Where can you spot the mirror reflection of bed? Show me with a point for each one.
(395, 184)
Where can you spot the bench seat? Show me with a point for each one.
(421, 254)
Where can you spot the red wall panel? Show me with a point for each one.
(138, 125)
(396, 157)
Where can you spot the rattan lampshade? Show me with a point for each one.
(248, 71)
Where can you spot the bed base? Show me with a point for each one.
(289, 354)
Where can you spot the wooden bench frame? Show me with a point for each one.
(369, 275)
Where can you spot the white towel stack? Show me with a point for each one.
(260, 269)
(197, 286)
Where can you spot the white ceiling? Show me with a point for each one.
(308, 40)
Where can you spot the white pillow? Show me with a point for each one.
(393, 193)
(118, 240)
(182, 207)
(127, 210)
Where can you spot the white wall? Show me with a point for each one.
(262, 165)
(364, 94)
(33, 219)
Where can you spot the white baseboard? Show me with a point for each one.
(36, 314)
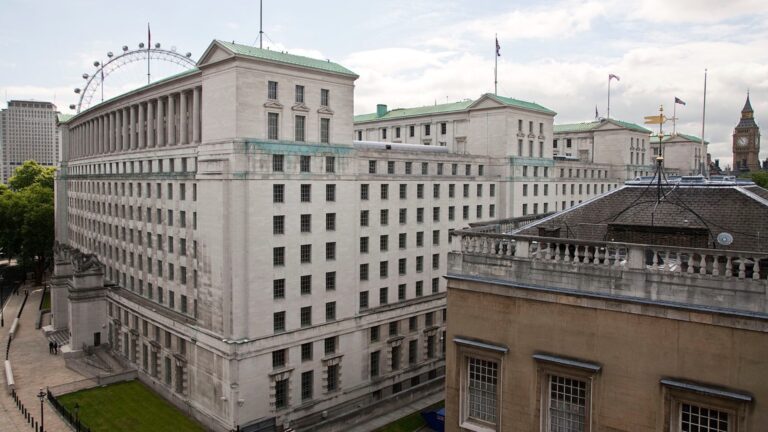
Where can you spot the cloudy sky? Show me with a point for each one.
(417, 52)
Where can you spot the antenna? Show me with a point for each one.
(261, 17)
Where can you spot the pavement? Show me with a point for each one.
(33, 367)
(392, 416)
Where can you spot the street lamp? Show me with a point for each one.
(41, 395)
(76, 409)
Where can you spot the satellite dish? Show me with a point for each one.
(724, 238)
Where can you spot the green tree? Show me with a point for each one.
(27, 217)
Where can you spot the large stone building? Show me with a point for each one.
(640, 310)
(258, 267)
(746, 141)
(27, 132)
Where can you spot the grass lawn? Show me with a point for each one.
(46, 301)
(410, 422)
(127, 406)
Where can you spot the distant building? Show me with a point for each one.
(746, 142)
(27, 132)
(624, 314)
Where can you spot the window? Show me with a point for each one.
(299, 127)
(281, 393)
(566, 404)
(306, 223)
(273, 120)
(330, 281)
(306, 316)
(306, 193)
(307, 379)
(306, 351)
(278, 256)
(481, 395)
(278, 322)
(304, 163)
(333, 377)
(278, 193)
(325, 130)
(374, 364)
(306, 284)
(278, 359)
(306, 254)
(330, 311)
(278, 288)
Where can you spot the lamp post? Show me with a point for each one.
(76, 409)
(41, 396)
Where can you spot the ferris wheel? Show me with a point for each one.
(95, 81)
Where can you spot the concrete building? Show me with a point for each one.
(27, 132)
(625, 313)
(514, 134)
(683, 154)
(223, 232)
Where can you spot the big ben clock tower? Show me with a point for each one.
(746, 141)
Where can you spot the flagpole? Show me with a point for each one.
(496, 67)
(704, 119)
(608, 114)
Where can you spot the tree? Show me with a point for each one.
(27, 217)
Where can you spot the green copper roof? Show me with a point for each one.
(282, 57)
(588, 126)
(691, 138)
(448, 108)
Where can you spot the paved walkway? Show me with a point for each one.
(397, 414)
(33, 368)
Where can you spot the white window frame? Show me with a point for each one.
(482, 351)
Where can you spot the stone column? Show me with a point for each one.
(150, 120)
(132, 127)
(142, 127)
(160, 126)
(196, 115)
(183, 118)
(171, 121)
(124, 130)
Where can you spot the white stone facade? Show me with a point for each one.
(27, 132)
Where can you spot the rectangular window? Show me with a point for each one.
(299, 128)
(273, 120)
(330, 311)
(278, 322)
(272, 90)
(482, 390)
(325, 97)
(278, 193)
(325, 130)
(307, 380)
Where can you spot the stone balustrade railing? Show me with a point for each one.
(714, 263)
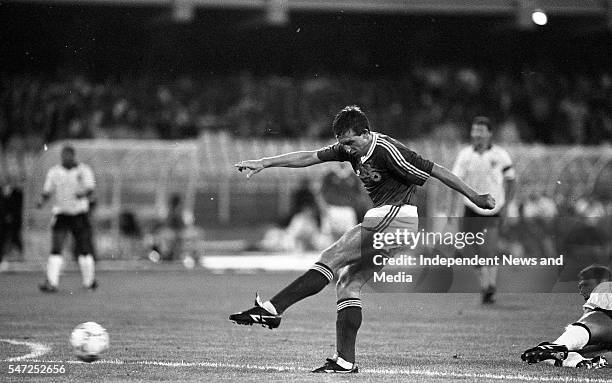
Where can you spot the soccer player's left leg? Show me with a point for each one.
(592, 329)
(599, 327)
(342, 252)
(488, 274)
(349, 316)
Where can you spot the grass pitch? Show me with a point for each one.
(172, 325)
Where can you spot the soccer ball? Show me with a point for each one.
(88, 340)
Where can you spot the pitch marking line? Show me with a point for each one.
(374, 371)
(36, 349)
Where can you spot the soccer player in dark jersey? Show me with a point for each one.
(390, 173)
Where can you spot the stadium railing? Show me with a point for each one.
(138, 176)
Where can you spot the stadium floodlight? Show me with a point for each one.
(539, 17)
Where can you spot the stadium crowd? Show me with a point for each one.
(531, 106)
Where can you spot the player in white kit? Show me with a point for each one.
(587, 343)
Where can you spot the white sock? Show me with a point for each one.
(574, 337)
(270, 307)
(344, 364)
(54, 267)
(492, 281)
(573, 358)
(88, 271)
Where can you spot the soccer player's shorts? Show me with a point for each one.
(391, 219)
(473, 222)
(80, 228)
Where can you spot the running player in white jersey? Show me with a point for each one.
(587, 343)
(71, 184)
(488, 169)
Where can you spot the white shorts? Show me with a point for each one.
(389, 219)
(340, 219)
(601, 297)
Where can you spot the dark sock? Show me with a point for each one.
(348, 322)
(309, 283)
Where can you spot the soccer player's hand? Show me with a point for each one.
(254, 167)
(484, 201)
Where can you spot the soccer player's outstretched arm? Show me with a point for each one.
(484, 201)
(299, 159)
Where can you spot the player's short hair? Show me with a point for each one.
(597, 272)
(482, 120)
(351, 117)
(68, 148)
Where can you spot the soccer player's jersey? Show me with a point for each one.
(485, 172)
(600, 298)
(65, 184)
(389, 171)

——————————

▶ _Exercise requirements_: Copy the records above exactly, beginning with the line that contains "Where can you spot the soccer player's hand?" and continuing through the end of the records, with both ends included.

▶ _Solution below_:
Where can you spot the soccer player's hand? Show me with a point for each one.
(254, 167)
(484, 201)
Where can you spot the soccer player's outstretched arm? Show me with a point for each one.
(484, 201)
(299, 159)
Where can you spot the player's short hair? Show me with a point for each one.
(597, 272)
(482, 120)
(351, 117)
(68, 148)
Where can you spot the soccer player's jersey? Show me with a point for each one.
(485, 172)
(600, 298)
(65, 184)
(389, 171)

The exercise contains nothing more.